(Position annotation records)
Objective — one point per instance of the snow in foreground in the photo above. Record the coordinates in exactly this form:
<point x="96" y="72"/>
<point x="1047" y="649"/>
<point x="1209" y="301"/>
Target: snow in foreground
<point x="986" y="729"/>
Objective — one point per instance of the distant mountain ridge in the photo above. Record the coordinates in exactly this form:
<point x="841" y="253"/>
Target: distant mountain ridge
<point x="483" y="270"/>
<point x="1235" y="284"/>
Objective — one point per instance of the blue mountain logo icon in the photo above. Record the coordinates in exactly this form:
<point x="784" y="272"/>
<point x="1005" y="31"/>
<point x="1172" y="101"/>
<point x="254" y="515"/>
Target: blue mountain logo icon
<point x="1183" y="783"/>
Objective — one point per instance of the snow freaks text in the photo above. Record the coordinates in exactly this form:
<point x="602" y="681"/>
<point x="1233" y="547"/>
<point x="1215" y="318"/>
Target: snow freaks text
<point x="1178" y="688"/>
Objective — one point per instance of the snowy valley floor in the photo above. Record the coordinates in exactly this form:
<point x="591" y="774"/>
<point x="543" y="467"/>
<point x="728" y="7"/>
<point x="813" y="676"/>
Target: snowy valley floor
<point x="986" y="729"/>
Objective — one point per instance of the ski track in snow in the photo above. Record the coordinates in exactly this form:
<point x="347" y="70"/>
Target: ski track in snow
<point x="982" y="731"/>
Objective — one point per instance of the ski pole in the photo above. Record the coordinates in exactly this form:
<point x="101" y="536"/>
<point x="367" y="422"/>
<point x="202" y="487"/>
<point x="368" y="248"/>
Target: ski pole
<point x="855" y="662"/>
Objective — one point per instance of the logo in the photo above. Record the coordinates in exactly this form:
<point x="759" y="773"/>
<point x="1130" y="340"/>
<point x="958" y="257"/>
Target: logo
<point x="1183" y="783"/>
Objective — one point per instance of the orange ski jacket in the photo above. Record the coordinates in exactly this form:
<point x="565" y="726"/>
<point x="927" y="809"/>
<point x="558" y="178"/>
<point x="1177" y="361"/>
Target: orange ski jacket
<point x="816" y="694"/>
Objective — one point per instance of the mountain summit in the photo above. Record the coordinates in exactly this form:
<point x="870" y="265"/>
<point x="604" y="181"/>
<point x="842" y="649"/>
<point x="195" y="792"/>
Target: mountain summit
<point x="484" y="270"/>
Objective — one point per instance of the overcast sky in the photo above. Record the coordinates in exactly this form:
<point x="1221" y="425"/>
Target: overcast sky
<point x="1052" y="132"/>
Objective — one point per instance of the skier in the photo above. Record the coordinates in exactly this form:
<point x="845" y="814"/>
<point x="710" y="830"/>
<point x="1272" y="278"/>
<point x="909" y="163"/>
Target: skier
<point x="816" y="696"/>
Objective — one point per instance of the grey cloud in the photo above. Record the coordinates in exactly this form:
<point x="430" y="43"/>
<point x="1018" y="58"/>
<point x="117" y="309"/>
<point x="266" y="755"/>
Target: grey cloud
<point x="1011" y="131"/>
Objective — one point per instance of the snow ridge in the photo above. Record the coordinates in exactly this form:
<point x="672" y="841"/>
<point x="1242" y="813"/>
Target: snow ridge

REQUIREMENTS
Extract each record, keeping it identical to the original.

REPLY TO THE EXERCISE
Objective — one point per instance of the snow in foreground in the photo above. Record the coordinates in exactly this form:
<point x="96" y="72"/>
<point x="1047" y="649"/>
<point x="1209" y="301"/>
Target: snow in foreground
<point x="986" y="729"/>
Objective — one point per instance of the distant mountain ridge in the photo above. Record the coordinates in exactly this form:
<point x="841" y="253"/>
Target: distant mountain ridge
<point x="483" y="270"/>
<point x="1235" y="284"/>
Objective — one point per instance of the blue mountain logo icon in the photo above. Record the coordinates in exactly this form:
<point x="784" y="272"/>
<point x="1005" y="31"/>
<point x="1172" y="101"/>
<point x="254" y="515"/>
Target: blue mountain logo icon
<point x="1183" y="783"/>
Objective — one point per instance of the snow freaks text in the photo above. Record the coordinates in exactly this form:
<point x="602" y="681"/>
<point x="1233" y="547"/>
<point x="1215" y="318"/>
Target: snow freaks text
<point x="1178" y="688"/>
Objective — one point per instance of the snowy valley floor in the photo above. Record the coordinates in exactly this form:
<point x="591" y="774"/>
<point x="543" y="467"/>
<point x="728" y="7"/>
<point x="813" y="676"/>
Target: snowy valley floor
<point x="986" y="729"/>
Objective — one point per instance of the ski track in snow in the photo above. Record the coordinates in exactly this form:
<point x="347" y="70"/>
Target: ski track in snow
<point x="982" y="731"/>
Objective — one point per instance of the ski pole in the photo above. Record the coordinates in exactly this form:
<point x="101" y="536"/>
<point x="367" y="422"/>
<point x="202" y="487"/>
<point x="368" y="248"/>
Target: ski pole
<point x="855" y="662"/>
Objective — one point per instance of the logo in the photo above. Record the coordinates in exactly this form:
<point x="759" y="773"/>
<point x="1130" y="340"/>
<point x="958" y="257"/>
Target: logo
<point x="1183" y="783"/>
Objective — one point per instance of the orange ski jacket in the photo above. Record the coordinates in exactly this form:
<point x="565" y="726"/>
<point x="927" y="809"/>
<point x="558" y="178"/>
<point x="1177" y="361"/>
Target: orange ski jacket
<point x="816" y="694"/>
Objective — one point per instance of the mountain summit in the photo above. Record the coordinates in exactly this form:
<point x="870" y="265"/>
<point x="604" y="181"/>
<point x="842" y="649"/>
<point x="195" y="792"/>
Target: mountain summit
<point x="484" y="270"/>
Objective — one point per instance of the overcast sky in the photo above. Record the coordinates in exactly this form:
<point x="1221" y="425"/>
Target: overcast sky
<point x="1052" y="132"/>
Objective — one point per instance of the skier in the photo above. Record the coordinates in exactly this form:
<point x="845" y="814"/>
<point x="710" y="830"/>
<point x="1272" y="278"/>
<point x="909" y="163"/>
Target: skier
<point x="816" y="696"/>
Objective — one point per instance of the grey cloud in the photo above. Record the coordinates in exactly this form:
<point x="430" y="43"/>
<point x="1018" y="58"/>
<point x="117" y="309"/>
<point x="266" y="755"/>
Target: grey cloud
<point x="1011" y="131"/>
Objective — one point per instance of the snow ridge in the photo above. Record the coordinates in exactly this form:
<point x="672" y="841"/>
<point x="1242" y="813"/>
Target: snow ridge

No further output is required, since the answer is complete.